▸ REQUIRED WORK: Treat the line containing "Definition of the keypoint: for every instance of the green tea" as the first line and the final line of the material below as the last; reproduce that range exactly.

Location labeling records
──────────
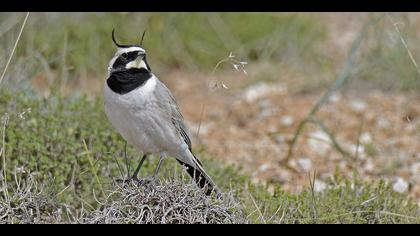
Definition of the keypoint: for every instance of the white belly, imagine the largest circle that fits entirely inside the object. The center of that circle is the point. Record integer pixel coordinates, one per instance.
(129, 115)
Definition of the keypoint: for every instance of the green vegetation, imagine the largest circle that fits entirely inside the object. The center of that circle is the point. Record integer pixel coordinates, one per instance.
(62, 156)
(46, 147)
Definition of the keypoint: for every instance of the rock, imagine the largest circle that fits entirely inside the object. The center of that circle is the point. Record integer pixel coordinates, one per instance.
(261, 89)
(365, 138)
(358, 105)
(305, 164)
(383, 123)
(319, 186)
(369, 166)
(319, 142)
(335, 98)
(264, 167)
(359, 149)
(287, 121)
(400, 185)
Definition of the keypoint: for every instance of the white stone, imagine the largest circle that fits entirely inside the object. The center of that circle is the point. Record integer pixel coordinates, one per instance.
(319, 186)
(305, 163)
(319, 142)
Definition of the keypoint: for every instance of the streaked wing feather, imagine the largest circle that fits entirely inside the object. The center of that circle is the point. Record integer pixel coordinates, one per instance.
(170, 111)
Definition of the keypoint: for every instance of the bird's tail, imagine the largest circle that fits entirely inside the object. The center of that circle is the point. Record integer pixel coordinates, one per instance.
(202, 179)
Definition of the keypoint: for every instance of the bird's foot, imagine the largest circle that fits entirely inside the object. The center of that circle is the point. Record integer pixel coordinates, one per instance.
(124, 181)
(146, 181)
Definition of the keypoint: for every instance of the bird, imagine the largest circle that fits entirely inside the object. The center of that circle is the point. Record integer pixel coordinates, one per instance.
(145, 113)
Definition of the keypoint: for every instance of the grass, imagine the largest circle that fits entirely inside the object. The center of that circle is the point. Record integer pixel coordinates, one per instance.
(186, 40)
(60, 155)
(63, 156)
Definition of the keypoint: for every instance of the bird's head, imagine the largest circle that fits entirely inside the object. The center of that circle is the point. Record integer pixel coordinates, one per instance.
(128, 57)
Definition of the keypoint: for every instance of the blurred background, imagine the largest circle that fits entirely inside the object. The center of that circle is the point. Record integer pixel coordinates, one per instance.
(248, 114)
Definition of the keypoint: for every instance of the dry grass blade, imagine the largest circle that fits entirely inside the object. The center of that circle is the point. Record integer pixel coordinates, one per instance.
(14, 48)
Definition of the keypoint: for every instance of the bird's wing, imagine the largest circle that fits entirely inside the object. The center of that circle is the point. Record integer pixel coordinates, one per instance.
(170, 111)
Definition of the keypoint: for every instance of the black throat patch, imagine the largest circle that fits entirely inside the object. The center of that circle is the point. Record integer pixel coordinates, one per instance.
(123, 82)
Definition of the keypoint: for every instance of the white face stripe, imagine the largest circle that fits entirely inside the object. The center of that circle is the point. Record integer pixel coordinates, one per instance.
(124, 50)
(130, 49)
(138, 63)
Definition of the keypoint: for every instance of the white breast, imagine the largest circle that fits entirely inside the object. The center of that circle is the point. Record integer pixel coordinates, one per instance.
(127, 114)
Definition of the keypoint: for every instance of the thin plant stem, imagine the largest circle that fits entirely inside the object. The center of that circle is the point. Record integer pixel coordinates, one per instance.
(14, 48)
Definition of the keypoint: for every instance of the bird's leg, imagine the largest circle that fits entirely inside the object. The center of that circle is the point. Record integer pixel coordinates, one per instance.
(155, 174)
(162, 157)
(136, 172)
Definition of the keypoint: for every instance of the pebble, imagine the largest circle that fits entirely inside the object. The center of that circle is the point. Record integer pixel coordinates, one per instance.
(319, 186)
(319, 142)
(287, 121)
(365, 138)
(305, 164)
(358, 105)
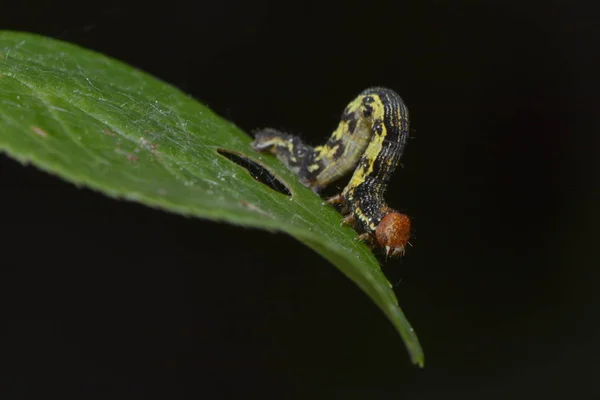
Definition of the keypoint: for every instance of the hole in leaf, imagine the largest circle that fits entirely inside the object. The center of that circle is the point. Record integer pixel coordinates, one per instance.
(257, 171)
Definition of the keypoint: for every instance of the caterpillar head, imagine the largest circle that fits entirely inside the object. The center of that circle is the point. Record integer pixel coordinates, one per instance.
(393, 233)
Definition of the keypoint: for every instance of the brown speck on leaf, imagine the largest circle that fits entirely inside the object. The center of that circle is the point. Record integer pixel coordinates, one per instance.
(39, 131)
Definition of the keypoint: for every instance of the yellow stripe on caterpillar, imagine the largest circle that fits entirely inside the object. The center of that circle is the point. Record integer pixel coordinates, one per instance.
(370, 139)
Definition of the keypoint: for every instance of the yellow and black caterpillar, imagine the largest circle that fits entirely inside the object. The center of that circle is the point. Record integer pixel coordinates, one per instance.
(370, 137)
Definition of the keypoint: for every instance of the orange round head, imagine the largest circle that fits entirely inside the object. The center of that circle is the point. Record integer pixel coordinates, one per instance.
(393, 233)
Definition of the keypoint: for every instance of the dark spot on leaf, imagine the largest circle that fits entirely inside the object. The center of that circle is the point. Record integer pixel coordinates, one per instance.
(257, 171)
(39, 131)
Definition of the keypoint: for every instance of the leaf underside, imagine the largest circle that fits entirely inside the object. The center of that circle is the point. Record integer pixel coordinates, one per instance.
(97, 122)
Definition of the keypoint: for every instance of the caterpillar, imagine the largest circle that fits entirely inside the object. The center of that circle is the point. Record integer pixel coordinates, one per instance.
(370, 138)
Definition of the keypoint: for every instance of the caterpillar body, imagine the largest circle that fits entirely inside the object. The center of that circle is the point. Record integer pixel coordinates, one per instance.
(370, 138)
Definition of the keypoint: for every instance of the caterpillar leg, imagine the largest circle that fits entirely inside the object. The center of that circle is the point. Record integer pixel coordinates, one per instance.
(349, 220)
(290, 150)
(367, 239)
(339, 202)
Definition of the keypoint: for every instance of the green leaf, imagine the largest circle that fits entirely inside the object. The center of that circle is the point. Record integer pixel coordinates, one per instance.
(97, 122)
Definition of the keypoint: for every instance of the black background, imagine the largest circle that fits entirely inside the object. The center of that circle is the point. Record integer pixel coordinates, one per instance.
(109, 299)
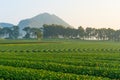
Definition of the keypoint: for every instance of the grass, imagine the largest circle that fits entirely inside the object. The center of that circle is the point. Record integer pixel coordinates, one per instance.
(59, 59)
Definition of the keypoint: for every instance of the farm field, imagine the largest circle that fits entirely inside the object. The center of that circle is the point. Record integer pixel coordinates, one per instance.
(59, 60)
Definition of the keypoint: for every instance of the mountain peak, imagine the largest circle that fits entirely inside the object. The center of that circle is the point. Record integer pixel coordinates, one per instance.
(41, 19)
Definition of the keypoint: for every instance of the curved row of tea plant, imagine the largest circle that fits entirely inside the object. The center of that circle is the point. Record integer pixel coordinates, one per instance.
(88, 50)
(12, 73)
(112, 73)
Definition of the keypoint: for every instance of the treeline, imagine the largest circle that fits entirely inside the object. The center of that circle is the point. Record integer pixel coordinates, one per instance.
(59, 31)
(9, 32)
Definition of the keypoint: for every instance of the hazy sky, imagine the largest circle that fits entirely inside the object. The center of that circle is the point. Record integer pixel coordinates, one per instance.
(86, 13)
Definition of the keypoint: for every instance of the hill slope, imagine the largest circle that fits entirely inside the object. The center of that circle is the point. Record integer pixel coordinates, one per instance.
(39, 20)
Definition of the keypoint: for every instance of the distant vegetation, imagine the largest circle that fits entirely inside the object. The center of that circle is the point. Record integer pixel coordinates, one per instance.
(59, 31)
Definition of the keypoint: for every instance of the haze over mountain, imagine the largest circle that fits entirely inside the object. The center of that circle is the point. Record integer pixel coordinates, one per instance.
(2, 25)
(39, 20)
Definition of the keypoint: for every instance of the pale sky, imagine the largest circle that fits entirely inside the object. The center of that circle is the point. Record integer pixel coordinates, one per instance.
(86, 13)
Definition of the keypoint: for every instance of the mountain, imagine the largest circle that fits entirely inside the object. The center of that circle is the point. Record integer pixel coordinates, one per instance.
(2, 25)
(39, 20)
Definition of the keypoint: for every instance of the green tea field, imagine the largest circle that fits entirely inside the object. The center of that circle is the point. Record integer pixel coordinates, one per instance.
(59, 60)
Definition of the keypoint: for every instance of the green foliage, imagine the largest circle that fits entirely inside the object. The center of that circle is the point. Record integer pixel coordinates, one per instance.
(60, 60)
──────────
▸ SOLUTION TO THE PROBLEM:
Definition of the keypoint: for every instance of the green tea field, imagine the largest circle that fits entirely inside the object. The center of that circle is the point. Record integer pixel coordinates, one per instance.
(59, 60)
Definition of the keypoint: for every instance of the green foliage, imagine the largest circle that fits entirely inside the object. The center of that circle is the point. Record integer pixel coordinates, one per instance.
(60, 60)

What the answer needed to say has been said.